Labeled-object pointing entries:
>> START

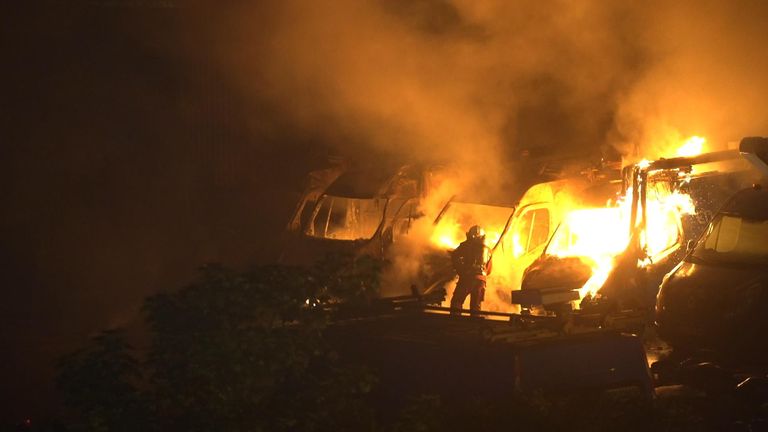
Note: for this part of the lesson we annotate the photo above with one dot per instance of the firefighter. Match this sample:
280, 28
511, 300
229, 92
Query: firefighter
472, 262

>> END
>> START

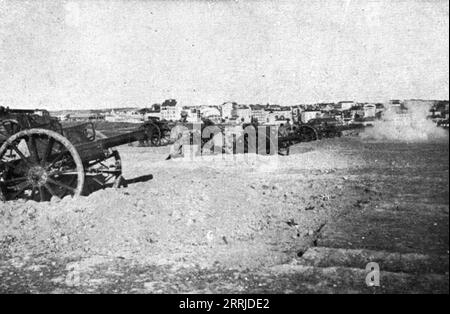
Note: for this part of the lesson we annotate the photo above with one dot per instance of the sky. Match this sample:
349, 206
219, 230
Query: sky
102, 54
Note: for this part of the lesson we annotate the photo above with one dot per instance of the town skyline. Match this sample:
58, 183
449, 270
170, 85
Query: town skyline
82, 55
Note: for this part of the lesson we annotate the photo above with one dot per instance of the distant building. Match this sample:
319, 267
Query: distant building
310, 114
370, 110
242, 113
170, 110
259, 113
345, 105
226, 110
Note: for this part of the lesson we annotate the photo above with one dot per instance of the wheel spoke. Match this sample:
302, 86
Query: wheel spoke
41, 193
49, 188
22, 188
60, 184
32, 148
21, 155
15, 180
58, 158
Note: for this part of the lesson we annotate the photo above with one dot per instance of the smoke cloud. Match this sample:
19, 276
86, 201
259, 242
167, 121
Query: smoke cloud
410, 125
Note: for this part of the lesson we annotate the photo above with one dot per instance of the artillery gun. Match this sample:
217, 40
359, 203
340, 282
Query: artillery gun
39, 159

>> END
>> START

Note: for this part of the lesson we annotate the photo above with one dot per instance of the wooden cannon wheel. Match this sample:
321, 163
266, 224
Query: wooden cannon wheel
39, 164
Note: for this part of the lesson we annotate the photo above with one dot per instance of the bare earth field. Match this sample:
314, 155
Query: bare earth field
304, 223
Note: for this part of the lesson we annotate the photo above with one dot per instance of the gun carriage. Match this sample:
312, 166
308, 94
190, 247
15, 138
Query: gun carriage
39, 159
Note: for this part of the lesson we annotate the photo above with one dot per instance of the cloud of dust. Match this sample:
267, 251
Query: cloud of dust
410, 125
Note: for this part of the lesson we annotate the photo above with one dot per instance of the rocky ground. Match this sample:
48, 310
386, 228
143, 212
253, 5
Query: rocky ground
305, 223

>> END

→ Given request
Count the lines in the listing above that contain the string "town", with case taken into account. Reply with the number alone.

→ Full output
2